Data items

+++

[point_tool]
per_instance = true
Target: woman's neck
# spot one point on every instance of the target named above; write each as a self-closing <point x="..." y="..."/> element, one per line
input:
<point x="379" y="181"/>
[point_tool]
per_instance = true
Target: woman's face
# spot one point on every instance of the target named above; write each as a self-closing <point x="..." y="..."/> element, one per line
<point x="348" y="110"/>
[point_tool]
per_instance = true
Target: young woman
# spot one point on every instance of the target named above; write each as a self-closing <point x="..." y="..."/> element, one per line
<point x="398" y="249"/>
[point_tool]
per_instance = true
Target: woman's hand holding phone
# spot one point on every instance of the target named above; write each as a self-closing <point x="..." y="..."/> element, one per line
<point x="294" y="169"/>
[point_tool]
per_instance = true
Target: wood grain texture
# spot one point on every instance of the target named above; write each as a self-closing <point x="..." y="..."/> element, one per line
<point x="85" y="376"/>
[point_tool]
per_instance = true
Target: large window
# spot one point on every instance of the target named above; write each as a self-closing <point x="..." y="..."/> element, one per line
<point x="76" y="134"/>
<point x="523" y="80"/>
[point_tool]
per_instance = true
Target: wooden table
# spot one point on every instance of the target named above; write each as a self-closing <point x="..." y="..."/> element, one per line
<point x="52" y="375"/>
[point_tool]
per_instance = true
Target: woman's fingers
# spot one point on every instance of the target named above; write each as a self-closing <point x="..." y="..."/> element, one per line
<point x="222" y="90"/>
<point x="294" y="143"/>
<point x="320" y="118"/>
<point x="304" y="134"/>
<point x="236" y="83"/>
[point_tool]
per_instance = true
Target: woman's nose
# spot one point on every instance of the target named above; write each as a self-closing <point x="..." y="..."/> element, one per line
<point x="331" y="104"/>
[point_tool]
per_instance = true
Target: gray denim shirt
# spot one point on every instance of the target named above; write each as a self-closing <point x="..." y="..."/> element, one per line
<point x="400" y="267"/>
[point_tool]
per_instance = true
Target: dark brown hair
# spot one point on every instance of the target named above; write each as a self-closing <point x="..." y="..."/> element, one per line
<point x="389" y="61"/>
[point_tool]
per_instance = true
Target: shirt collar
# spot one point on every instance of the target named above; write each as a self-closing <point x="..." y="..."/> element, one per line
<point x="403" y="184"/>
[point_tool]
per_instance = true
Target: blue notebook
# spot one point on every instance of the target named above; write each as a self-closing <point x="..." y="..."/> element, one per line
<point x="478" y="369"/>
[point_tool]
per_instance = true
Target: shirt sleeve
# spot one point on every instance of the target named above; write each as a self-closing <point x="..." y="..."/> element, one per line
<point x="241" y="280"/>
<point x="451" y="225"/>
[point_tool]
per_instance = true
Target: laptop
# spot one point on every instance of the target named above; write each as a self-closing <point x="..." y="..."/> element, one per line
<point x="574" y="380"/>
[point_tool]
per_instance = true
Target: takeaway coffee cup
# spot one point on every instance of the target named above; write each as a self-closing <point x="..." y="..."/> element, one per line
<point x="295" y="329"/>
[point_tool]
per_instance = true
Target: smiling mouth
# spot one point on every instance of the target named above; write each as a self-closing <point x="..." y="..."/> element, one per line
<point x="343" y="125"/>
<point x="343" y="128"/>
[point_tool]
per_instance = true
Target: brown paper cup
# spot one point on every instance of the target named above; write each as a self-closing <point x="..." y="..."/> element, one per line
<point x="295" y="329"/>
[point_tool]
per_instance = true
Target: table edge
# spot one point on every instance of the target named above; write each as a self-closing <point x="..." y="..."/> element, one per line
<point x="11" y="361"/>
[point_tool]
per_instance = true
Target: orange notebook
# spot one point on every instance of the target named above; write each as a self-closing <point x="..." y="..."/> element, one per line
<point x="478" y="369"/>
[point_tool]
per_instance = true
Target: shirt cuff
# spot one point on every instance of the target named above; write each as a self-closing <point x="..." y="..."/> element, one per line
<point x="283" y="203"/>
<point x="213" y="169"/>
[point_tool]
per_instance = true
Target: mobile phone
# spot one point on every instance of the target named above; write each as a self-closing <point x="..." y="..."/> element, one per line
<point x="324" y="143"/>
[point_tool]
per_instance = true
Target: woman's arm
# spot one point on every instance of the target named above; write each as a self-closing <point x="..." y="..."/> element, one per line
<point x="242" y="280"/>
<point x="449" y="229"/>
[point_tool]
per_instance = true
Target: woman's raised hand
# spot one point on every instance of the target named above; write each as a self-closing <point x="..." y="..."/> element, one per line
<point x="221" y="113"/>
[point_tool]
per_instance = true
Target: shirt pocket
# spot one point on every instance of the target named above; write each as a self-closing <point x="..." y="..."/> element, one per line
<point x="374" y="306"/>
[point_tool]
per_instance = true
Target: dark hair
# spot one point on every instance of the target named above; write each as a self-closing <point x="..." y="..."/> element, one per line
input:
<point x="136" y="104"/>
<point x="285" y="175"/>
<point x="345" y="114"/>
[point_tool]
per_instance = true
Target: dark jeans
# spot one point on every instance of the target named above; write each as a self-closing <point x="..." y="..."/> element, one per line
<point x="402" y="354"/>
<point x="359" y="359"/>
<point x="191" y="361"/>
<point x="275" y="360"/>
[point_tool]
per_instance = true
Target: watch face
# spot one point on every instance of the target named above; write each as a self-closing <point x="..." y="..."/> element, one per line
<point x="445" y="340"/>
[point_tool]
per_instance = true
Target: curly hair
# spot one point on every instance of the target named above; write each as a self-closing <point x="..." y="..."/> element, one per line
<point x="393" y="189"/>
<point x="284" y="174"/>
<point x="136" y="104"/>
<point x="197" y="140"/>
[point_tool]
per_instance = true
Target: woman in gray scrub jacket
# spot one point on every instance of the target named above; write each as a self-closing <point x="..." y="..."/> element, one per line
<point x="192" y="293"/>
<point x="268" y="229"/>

+++

**Stated task**
Repeat all entries. Match them exactly.

**Written response**
[point_tool]
per_instance = true
Target: woman's neck
# spot one point on every instance of the target named above; write each as a self-closing <point x="..." y="..."/> element, one per line
input:
<point x="379" y="181"/>
[point_tool]
per_instance = true
Target: woman's face
# spot one point on every instance of the target named above; write each as a self-closing <point x="..." y="..."/> element, one per line
<point x="348" y="110"/>
[point_tool]
per_instance = true
Target: young woman
# spot one point on every instance of the target named above; write each as a self-closing <point x="..." y="..."/> element, one per line
<point x="398" y="249"/>
[point_tool]
per_instance = true
Target: woman's hand holding phone
# spot one point on every instance of the target named above; write each as a self-closing <point x="..." y="..."/> element, one per line
<point x="294" y="169"/>
[point_tool]
per_instance = true
Target: wood grain texture
# spot one point on every instance of the target named above; write each as a self-closing <point x="..." y="..."/> element, one per line
<point x="85" y="376"/>
[point_tool]
per_instance = true
Target: large window
# spot one point on every instance of the target named above; write each as a self-closing <point x="..." y="..."/> element, one per line
<point x="76" y="134"/>
<point x="523" y="80"/>
[point_tool]
per_instance = true
Target: wooden table
# spot one point on every instance of the target named above; write each as a self-closing <point x="..." y="..."/> element, one per line
<point x="52" y="375"/>
[point_tool]
per_instance = true
Target: woman's fingers
# spot one point on every instance of the target named above; write each as a self-closing <point x="..." y="..."/> element, one per line
<point x="222" y="90"/>
<point x="294" y="143"/>
<point x="320" y="118"/>
<point x="304" y="134"/>
<point x="236" y="83"/>
[point_tool]
per_instance = true
Target: woman's nose
# spot one point on every instance of the target named above; write each as a self-closing <point x="..." y="..."/> element, one per line
<point x="331" y="104"/>
[point_tool]
per_instance = true
Target: gray denim shirt
# spot one point on every instance of the target named above; write each as a self-closing <point x="..." y="..."/> element, one per line
<point x="400" y="267"/>
[point_tool]
per_instance = true
Target: dark brown hair
# spot one point on every instance of the target named above; write each as a self-closing <point x="..." y="..."/> element, one per line
<point x="389" y="61"/>
[point_tool]
per_instance = true
Target: shirt collar
# spot one point on every instance of the target named above; write each as a self-closing <point x="..." y="..."/> element, one per line
<point x="403" y="184"/>
[point_tool]
per_instance = true
Target: blue notebook
# spot one point on every instance of the target named above; write each as a self-closing <point x="..." y="..."/> element, one per line
<point x="478" y="369"/>
[point_tool]
per_instance = true
Target: shirt sleeve
# spot one point on every instance of the target named above; write each as a self-closing <point x="..." y="..."/> element, one per line
<point x="241" y="280"/>
<point x="451" y="225"/>
[point_tool]
per_instance = true
Target: laptop
# spot one point on every instance of the target named above; write each as a self-closing <point x="..." y="..."/> element, one per line
<point x="574" y="380"/>
[point_tool]
per_instance = true
Target: takeaway coffee cup
# spot one point on every instance of the target named above; write each as a self-closing <point x="..." y="..."/> element, one per line
<point x="295" y="329"/>
[point_tool]
per_instance = true
Target: smiling mouth
# spot one point on every instance of the target named above; write each as a self-closing <point x="..." y="..."/> element, one per line
<point x="343" y="125"/>
<point x="343" y="128"/>
[point_tool]
per_instance = true
Target: brown paper cup
# spot one point on every instance of the target named above; write each as a self-closing <point x="..." y="..."/> element, one per line
<point x="295" y="329"/>
[point_tool]
per_instance = true
Target: table edge
# spot one point on every instance of the target named above; write each as a self-closing <point x="..." y="..."/> element, one per line
<point x="11" y="361"/>
[point_tool]
per_instance = true
Target: orange notebook
# spot one point on every instance of the target named above; write each as a self-closing <point x="..." y="..."/> element, one per line
<point x="478" y="369"/>
[point_tool]
per_instance = true
Target: shirt cuff
# spot one point on every instance of the target named above; write each as a self-closing <point x="..." y="..."/> element, one per line
<point x="283" y="203"/>
<point x="213" y="169"/>
[point_tool]
per_instance = true
Target: mobile phone
# spot one point on every instance of the target named above; write each as a self-closing <point x="..." y="..."/> element, one per line
<point x="324" y="143"/>
[point_tool]
per_instance = true
Target: woman's arm
# spot one point on every instance of the target named above; write each as a self-closing <point x="..." y="..."/> element, one per line
<point x="242" y="280"/>
<point x="449" y="229"/>
[point_tool]
per_instance = true
Target: woman's raised hand
# spot one point on every instance of the target named above; write each as a self-closing <point x="..." y="..."/> element, one per line
<point x="221" y="113"/>
[point_tool]
per_instance = true
Target: shirt pocket
# spot one point on every instance of the target named above; write each as a self-closing <point x="..." y="..."/> element, one per line
<point x="374" y="306"/>
[point_tool]
per_instance = true
Target: dark hair
# spot one point on every instance of the target named above; write each as a self-closing <point x="..." y="..."/> element, one per line
input:
<point x="136" y="104"/>
<point x="285" y="175"/>
<point x="345" y="114"/>
[point_tool]
per_instance = true
Target: dark jeans
# spot one point on every instance of the target named above; write each as a self-closing <point x="..." y="..."/> element, one per line
<point x="402" y="354"/>
<point x="359" y="359"/>
<point x="191" y="361"/>
<point x="275" y="360"/>
[point_tool]
per_instance = true
Target: watch face
# spot one point on every instance of the target named above; write each as a self-closing <point x="..." y="..."/> element, one per line
<point x="445" y="340"/>
[point_tool]
per_instance = true
Target: curly hair
# spot one point on every instance of the target named above; write each as a self-closing <point x="..." y="..."/> element, one per line
<point x="393" y="189"/>
<point x="284" y="174"/>
<point x="136" y="104"/>
<point x="197" y="140"/>
[point_tool]
per_instance = true
Target: woman in gray scrub jacket
# spot one point on every instance of the target named above; write each as a self-closing <point x="..." y="..."/> element, one per line
<point x="192" y="293"/>
<point x="268" y="229"/>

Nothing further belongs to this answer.